- Opening Delimiter -

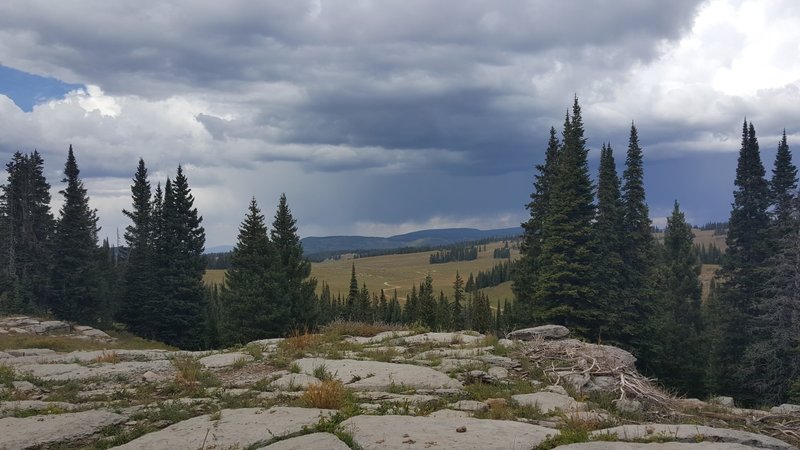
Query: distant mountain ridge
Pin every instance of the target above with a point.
(423, 238)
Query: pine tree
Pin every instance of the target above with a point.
(783, 188)
(743, 270)
(526, 271)
(427, 303)
(251, 306)
(458, 303)
(75, 270)
(352, 296)
(181, 266)
(139, 287)
(679, 358)
(26, 234)
(564, 287)
(637, 251)
(778, 354)
(299, 287)
(609, 230)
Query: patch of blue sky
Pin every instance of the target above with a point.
(27, 90)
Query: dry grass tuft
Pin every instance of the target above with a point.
(301, 341)
(330, 394)
(353, 328)
(110, 357)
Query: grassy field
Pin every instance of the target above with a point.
(399, 272)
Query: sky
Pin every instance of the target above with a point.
(382, 117)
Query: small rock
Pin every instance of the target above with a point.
(469, 405)
(24, 386)
(722, 401)
(540, 332)
(498, 373)
(151, 377)
(556, 389)
(628, 405)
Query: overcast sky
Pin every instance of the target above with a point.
(382, 117)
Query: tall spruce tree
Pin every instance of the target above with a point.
(564, 289)
(783, 188)
(678, 357)
(637, 250)
(297, 286)
(26, 233)
(525, 273)
(743, 272)
(609, 230)
(139, 286)
(75, 274)
(181, 306)
(250, 305)
(779, 352)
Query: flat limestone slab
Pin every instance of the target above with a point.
(379, 376)
(547, 402)
(314, 441)
(409, 432)
(127, 369)
(655, 446)
(224, 360)
(40, 431)
(443, 338)
(690, 433)
(236, 428)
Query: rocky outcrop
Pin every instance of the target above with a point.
(21, 325)
(397, 389)
(406, 432)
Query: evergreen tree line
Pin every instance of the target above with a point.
(465, 308)
(499, 273)
(710, 254)
(589, 262)
(51, 264)
(502, 252)
(455, 253)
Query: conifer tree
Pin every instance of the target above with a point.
(75, 275)
(26, 233)
(352, 296)
(458, 303)
(678, 357)
(609, 230)
(564, 287)
(778, 353)
(138, 283)
(251, 306)
(181, 265)
(296, 269)
(427, 303)
(637, 250)
(783, 188)
(743, 270)
(526, 270)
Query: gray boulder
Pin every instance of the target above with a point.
(540, 332)
(408, 432)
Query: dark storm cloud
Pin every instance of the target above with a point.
(397, 75)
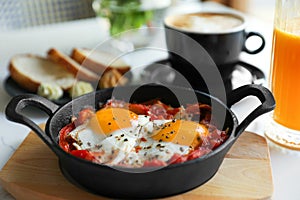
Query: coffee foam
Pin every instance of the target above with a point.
(204, 22)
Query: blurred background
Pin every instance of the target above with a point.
(17, 14)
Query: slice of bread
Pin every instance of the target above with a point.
(99, 61)
(71, 65)
(29, 71)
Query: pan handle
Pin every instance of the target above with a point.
(263, 94)
(18, 103)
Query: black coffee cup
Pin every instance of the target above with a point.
(203, 55)
(222, 35)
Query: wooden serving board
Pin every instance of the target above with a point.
(33, 173)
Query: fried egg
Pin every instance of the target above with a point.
(117, 136)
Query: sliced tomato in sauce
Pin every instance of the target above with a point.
(84, 154)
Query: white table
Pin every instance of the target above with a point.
(89, 33)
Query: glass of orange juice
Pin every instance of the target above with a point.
(284, 128)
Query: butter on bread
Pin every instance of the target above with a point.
(99, 61)
(29, 71)
(72, 66)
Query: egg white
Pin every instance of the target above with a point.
(120, 146)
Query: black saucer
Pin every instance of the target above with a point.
(233, 75)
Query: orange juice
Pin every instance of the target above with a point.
(285, 83)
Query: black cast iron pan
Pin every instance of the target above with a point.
(131, 183)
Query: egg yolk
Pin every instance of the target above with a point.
(182, 132)
(108, 120)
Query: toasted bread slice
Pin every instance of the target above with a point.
(99, 61)
(29, 71)
(71, 65)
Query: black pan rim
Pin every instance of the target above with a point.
(194, 161)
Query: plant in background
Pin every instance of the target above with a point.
(124, 14)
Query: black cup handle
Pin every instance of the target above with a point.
(263, 94)
(262, 46)
(18, 103)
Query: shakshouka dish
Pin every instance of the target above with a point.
(135, 135)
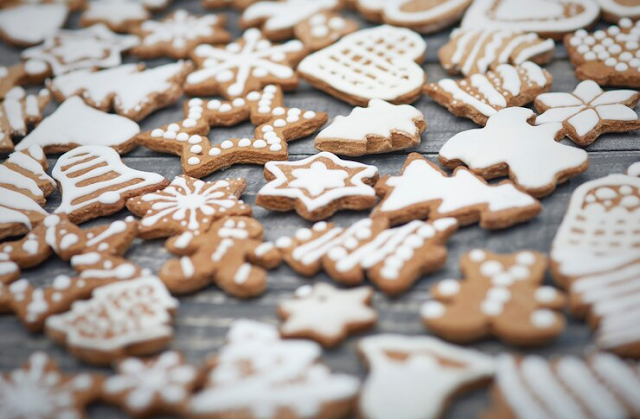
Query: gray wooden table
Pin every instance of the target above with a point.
(204, 317)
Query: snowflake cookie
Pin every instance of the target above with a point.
(480, 96)
(247, 64)
(128, 318)
(276, 126)
(95, 182)
(39, 390)
(130, 89)
(599, 386)
(230, 254)
(502, 296)
(595, 257)
(417, 375)
(509, 145)
(326, 314)
(425, 191)
(178, 34)
(589, 111)
(143, 388)
(393, 258)
(318, 186)
(377, 63)
(609, 57)
(281, 376)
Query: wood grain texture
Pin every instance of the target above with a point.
(204, 317)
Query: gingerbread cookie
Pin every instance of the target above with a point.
(247, 64)
(188, 206)
(323, 29)
(550, 19)
(75, 124)
(472, 51)
(40, 390)
(509, 145)
(609, 57)
(393, 258)
(178, 34)
(29, 24)
(277, 19)
(230, 254)
(318, 186)
(128, 318)
(95, 182)
(424, 191)
(502, 296)
(595, 257)
(326, 314)
(418, 376)
(589, 111)
(614, 10)
(377, 63)
(284, 377)
(379, 128)
(600, 386)
(17, 112)
(480, 96)
(277, 125)
(24, 184)
(143, 388)
(130, 89)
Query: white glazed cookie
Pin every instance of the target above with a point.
(501, 296)
(589, 111)
(392, 258)
(600, 386)
(277, 19)
(281, 375)
(549, 18)
(509, 145)
(419, 376)
(377, 63)
(595, 257)
(326, 314)
(112, 182)
(480, 96)
(609, 57)
(248, 64)
(318, 186)
(29, 24)
(129, 89)
(381, 127)
(75, 124)
(424, 191)
(471, 51)
(90, 48)
(125, 318)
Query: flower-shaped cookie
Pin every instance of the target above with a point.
(590, 111)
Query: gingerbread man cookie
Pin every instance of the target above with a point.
(501, 296)
(318, 186)
(379, 128)
(393, 258)
(425, 191)
(509, 145)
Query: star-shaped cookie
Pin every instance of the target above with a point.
(318, 186)
(589, 111)
(326, 314)
(509, 145)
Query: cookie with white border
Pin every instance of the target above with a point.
(423, 191)
(318, 186)
(381, 127)
(510, 145)
(502, 295)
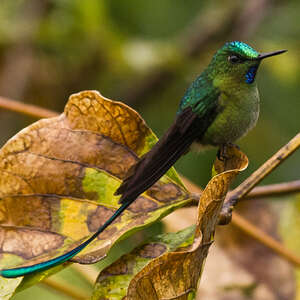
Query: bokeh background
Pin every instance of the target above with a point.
(146, 53)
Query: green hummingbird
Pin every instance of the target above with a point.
(218, 108)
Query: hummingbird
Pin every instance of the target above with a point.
(220, 106)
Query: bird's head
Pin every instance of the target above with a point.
(238, 62)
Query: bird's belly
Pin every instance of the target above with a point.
(232, 123)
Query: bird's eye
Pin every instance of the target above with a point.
(234, 59)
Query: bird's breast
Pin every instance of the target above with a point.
(238, 114)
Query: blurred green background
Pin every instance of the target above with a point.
(146, 53)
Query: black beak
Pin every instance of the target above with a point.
(264, 55)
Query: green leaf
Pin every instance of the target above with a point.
(58, 178)
(170, 265)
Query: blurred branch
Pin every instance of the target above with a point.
(245, 187)
(66, 289)
(274, 190)
(26, 109)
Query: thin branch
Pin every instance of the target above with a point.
(274, 190)
(66, 289)
(26, 109)
(256, 177)
(253, 231)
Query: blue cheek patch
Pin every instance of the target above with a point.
(250, 76)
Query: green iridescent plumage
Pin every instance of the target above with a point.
(219, 107)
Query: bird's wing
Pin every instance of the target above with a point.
(190, 124)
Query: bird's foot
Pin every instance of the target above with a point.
(223, 151)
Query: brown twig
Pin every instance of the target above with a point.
(253, 231)
(274, 190)
(197, 38)
(66, 289)
(244, 188)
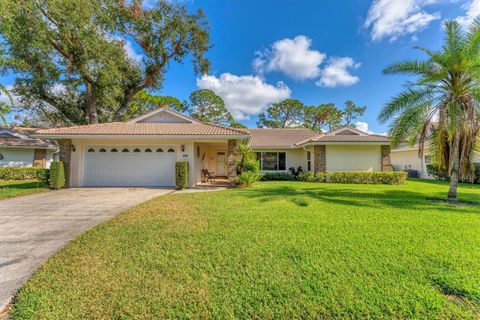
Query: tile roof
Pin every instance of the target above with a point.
(19, 137)
(127, 128)
(352, 138)
(279, 138)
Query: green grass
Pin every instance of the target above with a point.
(278, 250)
(10, 189)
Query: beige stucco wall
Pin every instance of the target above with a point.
(16, 157)
(353, 158)
(408, 159)
(295, 157)
(77, 162)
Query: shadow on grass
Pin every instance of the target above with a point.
(337, 194)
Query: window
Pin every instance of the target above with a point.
(309, 161)
(272, 161)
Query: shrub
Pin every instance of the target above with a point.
(278, 176)
(252, 166)
(57, 175)
(436, 172)
(297, 172)
(365, 177)
(247, 179)
(31, 173)
(311, 177)
(181, 174)
(439, 174)
(477, 172)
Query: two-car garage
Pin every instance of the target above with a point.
(133, 166)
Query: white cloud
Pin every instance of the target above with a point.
(131, 53)
(363, 126)
(394, 18)
(244, 95)
(337, 73)
(293, 57)
(472, 10)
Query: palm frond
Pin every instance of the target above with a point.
(412, 67)
(409, 98)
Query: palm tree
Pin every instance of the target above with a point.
(441, 107)
(245, 155)
(4, 108)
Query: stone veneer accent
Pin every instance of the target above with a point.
(65, 155)
(319, 158)
(386, 161)
(232, 162)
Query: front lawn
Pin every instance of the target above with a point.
(9, 189)
(280, 250)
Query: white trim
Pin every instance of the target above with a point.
(348, 143)
(139, 136)
(286, 161)
(160, 110)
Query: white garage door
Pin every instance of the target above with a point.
(128, 166)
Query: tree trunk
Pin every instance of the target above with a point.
(454, 173)
(127, 98)
(91, 105)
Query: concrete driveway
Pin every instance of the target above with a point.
(33, 228)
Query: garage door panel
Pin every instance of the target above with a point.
(129, 168)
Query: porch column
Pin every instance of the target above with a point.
(319, 158)
(386, 161)
(231, 162)
(39, 156)
(65, 155)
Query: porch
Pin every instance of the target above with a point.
(215, 163)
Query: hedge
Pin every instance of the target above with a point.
(353, 177)
(29, 173)
(57, 175)
(366, 177)
(439, 174)
(278, 176)
(181, 174)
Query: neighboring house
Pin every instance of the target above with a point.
(19, 149)
(405, 157)
(143, 151)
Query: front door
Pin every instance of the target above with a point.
(221, 163)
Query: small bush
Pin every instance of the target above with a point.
(253, 166)
(436, 172)
(278, 176)
(297, 172)
(365, 177)
(247, 179)
(30, 173)
(181, 174)
(57, 175)
(477, 172)
(311, 177)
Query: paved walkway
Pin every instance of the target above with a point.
(33, 228)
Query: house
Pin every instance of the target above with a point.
(405, 157)
(143, 151)
(19, 149)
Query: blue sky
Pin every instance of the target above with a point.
(314, 51)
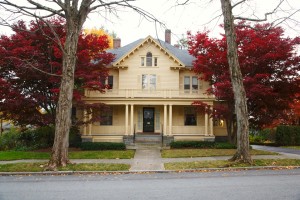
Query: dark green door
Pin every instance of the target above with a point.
(148, 120)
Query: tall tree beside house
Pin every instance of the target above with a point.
(31, 71)
(102, 31)
(75, 13)
(28, 87)
(269, 67)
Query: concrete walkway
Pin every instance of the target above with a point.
(290, 153)
(149, 159)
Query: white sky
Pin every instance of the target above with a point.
(199, 15)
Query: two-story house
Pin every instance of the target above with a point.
(152, 88)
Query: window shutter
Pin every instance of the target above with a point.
(139, 82)
(157, 120)
(140, 119)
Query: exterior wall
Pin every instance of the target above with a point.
(168, 99)
(132, 77)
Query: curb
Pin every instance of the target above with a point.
(202, 170)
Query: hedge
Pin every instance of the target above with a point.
(287, 135)
(102, 146)
(201, 145)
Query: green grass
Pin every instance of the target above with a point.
(187, 153)
(39, 167)
(227, 164)
(292, 147)
(20, 155)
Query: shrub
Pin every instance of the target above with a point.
(9, 139)
(41, 137)
(288, 135)
(74, 137)
(262, 136)
(201, 145)
(102, 146)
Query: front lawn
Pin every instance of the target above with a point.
(292, 147)
(20, 155)
(228, 164)
(39, 167)
(187, 153)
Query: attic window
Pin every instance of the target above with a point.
(149, 59)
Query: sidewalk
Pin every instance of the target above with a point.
(149, 159)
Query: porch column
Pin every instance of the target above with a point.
(84, 119)
(131, 121)
(165, 120)
(170, 119)
(126, 119)
(90, 125)
(206, 124)
(211, 128)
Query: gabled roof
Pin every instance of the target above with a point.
(179, 55)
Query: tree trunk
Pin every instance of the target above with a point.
(59, 155)
(242, 153)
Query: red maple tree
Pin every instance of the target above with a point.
(269, 64)
(31, 67)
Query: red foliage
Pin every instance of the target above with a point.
(24, 88)
(269, 65)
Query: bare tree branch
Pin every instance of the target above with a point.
(266, 14)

- Closing Delimiter -

▶ TO DO:
Within the listing above, extract exactly the lines from the line with "Query: concrete driveway" to the line with "Query: small bush", the two named lines included, and no others.

▶ YOUR SOLUTION:
Query: concrete driveway
Pin every instance of the target above with a point.
(33, 228)
Query: garage door panel
Pin every instance of the target above with a point.
(129, 168)
Query: porch column
Pin every instance of the target above with a point.
(319, 158)
(386, 161)
(231, 162)
(39, 156)
(65, 155)
Query: porch
Pin every instance of the target above with a point.
(215, 163)
Query: hedge
Pin every instance of the target above with a point.
(353, 177)
(29, 173)
(57, 175)
(366, 177)
(439, 174)
(278, 176)
(181, 174)
Query: neighboring house
Pin every instance of the target above with a point.
(19, 149)
(405, 157)
(143, 151)
Query: front door
Pin every instance of the target above with a point.
(221, 163)
Query: small bush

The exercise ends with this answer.